Prompt =
Below is a set of entries. Reproduce exactly the lines from the one containing "Target: parking space line" through the end, both included.

Supplied records =
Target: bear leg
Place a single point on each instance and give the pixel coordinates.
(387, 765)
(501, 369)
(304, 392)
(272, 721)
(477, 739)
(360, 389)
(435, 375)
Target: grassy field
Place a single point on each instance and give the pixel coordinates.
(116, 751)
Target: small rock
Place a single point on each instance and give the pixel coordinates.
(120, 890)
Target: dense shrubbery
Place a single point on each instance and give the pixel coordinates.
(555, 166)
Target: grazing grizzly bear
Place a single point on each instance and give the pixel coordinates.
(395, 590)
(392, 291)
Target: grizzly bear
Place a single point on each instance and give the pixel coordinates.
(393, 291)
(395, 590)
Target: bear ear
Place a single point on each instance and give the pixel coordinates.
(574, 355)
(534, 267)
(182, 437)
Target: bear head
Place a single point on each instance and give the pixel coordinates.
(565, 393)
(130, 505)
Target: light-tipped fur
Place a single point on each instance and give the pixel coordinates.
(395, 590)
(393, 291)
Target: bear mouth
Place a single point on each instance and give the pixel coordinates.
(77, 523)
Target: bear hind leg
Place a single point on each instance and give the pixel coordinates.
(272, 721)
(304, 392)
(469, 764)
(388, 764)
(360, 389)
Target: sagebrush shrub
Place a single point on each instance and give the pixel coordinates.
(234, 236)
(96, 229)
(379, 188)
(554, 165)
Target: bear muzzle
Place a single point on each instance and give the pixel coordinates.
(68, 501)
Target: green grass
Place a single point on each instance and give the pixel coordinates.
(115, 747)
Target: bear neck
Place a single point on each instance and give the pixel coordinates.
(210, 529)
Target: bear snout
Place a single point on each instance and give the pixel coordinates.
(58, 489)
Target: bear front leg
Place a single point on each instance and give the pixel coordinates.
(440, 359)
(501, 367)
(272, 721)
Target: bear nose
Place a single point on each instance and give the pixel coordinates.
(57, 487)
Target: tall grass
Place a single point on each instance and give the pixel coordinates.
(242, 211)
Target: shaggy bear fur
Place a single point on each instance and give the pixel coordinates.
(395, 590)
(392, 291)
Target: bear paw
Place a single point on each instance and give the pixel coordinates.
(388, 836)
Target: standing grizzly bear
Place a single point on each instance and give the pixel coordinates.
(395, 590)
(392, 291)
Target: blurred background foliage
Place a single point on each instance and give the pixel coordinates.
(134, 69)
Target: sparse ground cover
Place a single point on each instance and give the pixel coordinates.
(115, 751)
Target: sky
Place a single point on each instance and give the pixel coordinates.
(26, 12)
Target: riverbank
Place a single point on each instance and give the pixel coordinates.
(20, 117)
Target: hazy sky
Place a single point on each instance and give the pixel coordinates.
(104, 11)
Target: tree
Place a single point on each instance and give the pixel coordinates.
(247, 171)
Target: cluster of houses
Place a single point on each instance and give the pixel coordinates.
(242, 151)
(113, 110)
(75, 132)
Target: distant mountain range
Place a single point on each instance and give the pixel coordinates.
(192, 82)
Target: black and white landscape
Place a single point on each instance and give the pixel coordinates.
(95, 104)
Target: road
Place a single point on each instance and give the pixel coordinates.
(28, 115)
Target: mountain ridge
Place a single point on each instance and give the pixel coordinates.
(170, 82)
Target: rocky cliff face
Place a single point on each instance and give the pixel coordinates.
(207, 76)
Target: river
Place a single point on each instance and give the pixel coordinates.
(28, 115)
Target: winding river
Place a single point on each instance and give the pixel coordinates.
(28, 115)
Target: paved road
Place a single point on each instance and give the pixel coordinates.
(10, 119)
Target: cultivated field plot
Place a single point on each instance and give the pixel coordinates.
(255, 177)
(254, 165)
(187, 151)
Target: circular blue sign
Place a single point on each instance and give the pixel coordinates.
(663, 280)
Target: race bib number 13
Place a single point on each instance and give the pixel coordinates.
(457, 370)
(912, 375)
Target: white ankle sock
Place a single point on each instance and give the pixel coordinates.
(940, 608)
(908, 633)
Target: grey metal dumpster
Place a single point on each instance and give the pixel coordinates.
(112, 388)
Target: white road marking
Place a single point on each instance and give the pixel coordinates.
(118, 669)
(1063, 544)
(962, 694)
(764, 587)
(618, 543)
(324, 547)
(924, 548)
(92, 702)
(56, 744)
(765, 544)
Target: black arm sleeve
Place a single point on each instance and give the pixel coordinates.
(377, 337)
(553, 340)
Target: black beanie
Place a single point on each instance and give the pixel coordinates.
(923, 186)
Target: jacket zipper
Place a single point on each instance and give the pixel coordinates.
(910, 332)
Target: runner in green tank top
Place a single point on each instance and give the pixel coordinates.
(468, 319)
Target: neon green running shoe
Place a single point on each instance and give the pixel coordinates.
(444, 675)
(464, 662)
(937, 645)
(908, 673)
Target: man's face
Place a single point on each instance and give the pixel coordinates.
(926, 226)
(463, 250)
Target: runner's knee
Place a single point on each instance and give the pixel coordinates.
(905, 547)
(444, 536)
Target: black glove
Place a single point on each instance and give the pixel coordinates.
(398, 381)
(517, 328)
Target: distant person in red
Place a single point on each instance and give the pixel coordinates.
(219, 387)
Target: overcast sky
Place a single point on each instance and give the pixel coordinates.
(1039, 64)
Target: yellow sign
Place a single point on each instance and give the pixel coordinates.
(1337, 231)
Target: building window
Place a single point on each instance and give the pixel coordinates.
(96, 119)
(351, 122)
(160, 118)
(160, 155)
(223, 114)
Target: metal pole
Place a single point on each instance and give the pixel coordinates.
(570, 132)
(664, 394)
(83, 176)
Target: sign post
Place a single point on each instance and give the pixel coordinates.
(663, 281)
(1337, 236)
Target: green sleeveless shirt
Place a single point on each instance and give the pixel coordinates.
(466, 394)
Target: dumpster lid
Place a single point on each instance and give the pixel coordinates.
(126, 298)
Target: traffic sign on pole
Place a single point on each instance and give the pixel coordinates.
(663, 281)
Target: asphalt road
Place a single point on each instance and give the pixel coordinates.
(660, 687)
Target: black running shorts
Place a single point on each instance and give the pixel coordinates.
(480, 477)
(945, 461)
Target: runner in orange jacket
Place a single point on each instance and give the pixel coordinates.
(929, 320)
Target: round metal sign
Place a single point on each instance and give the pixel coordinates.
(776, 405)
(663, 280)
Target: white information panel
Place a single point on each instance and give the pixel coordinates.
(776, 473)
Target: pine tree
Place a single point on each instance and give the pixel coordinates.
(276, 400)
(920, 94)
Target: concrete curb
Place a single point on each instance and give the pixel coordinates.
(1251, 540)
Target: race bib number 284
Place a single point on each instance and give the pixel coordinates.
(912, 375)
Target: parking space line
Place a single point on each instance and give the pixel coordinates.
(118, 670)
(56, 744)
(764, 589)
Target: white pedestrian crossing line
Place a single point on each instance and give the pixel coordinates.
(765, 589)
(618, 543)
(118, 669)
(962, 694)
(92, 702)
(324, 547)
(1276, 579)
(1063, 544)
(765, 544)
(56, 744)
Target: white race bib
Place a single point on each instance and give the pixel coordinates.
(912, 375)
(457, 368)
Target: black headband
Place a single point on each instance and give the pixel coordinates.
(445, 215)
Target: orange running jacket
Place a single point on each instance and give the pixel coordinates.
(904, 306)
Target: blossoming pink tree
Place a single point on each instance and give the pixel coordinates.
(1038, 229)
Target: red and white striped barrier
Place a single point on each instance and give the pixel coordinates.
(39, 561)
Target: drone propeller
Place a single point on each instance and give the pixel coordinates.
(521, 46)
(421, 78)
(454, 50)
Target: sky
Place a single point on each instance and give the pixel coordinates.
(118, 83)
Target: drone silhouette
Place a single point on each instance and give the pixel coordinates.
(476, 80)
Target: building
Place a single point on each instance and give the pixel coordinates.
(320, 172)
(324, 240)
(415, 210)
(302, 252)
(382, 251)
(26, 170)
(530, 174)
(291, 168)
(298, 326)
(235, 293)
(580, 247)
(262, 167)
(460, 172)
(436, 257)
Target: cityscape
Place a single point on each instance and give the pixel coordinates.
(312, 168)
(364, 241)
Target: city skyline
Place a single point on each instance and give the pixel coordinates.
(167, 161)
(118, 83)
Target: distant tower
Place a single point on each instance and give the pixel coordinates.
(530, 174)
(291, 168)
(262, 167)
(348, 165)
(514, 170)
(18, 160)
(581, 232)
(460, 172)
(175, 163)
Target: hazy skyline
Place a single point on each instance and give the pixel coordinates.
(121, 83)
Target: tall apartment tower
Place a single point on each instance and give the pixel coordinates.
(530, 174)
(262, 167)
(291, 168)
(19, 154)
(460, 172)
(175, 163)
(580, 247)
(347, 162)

Problem solution =
Target: parking space line
Place a single point on each instance and give the pixel coordinates.
(118, 670)
(56, 744)
(764, 589)
Target: white pedestrian crossing line
Place a single point on each instance and give the pixel coordinates.
(765, 589)
(618, 543)
(118, 669)
(962, 694)
(92, 702)
(324, 547)
(1276, 579)
(1063, 544)
(765, 544)
(56, 744)
Target: white race bib
Place a single point on each instance and give the pixel coordinates.
(912, 375)
(457, 368)
Target: black headband
Place a single point on each instance and give the pixel coordinates.
(445, 215)
Target: orange running jacket
Place a single point on each instance and give the pixel coordinates.
(904, 306)
Target: blossoming pink tree
Place a single point on each instance and give the pixel coordinates.
(1038, 229)
Target: red and white striped barrier
Place a single point on each instance and give the pixel coordinates.
(39, 561)
Target: drone propeller
Place a single point on each instance and give the pixel coordinates.
(521, 46)
(421, 78)
(454, 50)
Target: sky
Place a single point on each instance and give the pixel coordinates.
(118, 83)
Target: drone silhouette
Place a single point on each instance and give the pixel coordinates.
(476, 80)
Target: building
Place a single point on each instance and give the pixel coordinates.
(320, 172)
(324, 240)
(415, 210)
(302, 252)
(382, 251)
(26, 170)
(530, 174)
(291, 168)
(298, 326)
(235, 293)
(580, 247)
(262, 167)
(460, 172)
(436, 257)
Target: cityscape
Place a single point on each instance and give the pixel coordinates.
(312, 168)
(364, 241)
Target: city skyline
Place a single point on each instance and give the pixel coordinates.
(167, 161)
(118, 83)
Target: distant tower
Place a single point on each instance and give the pixel coordinates.
(530, 174)
(291, 168)
(262, 167)
(348, 165)
(514, 170)
(18, 160)
(581, 232)
(460, 172)
(175, 163)
Target: hazy skyline
Place a single point on each instance and give the pixel coordinates.
(121, 83)
Target: tall apartment tower
Place a single point on each instance and give the pixel coordinates.
(530, 174)
(262, 167)
(291, 168)
(19, 154)
(460, 172)
(175, 163)
(580, 247)
(347, 162)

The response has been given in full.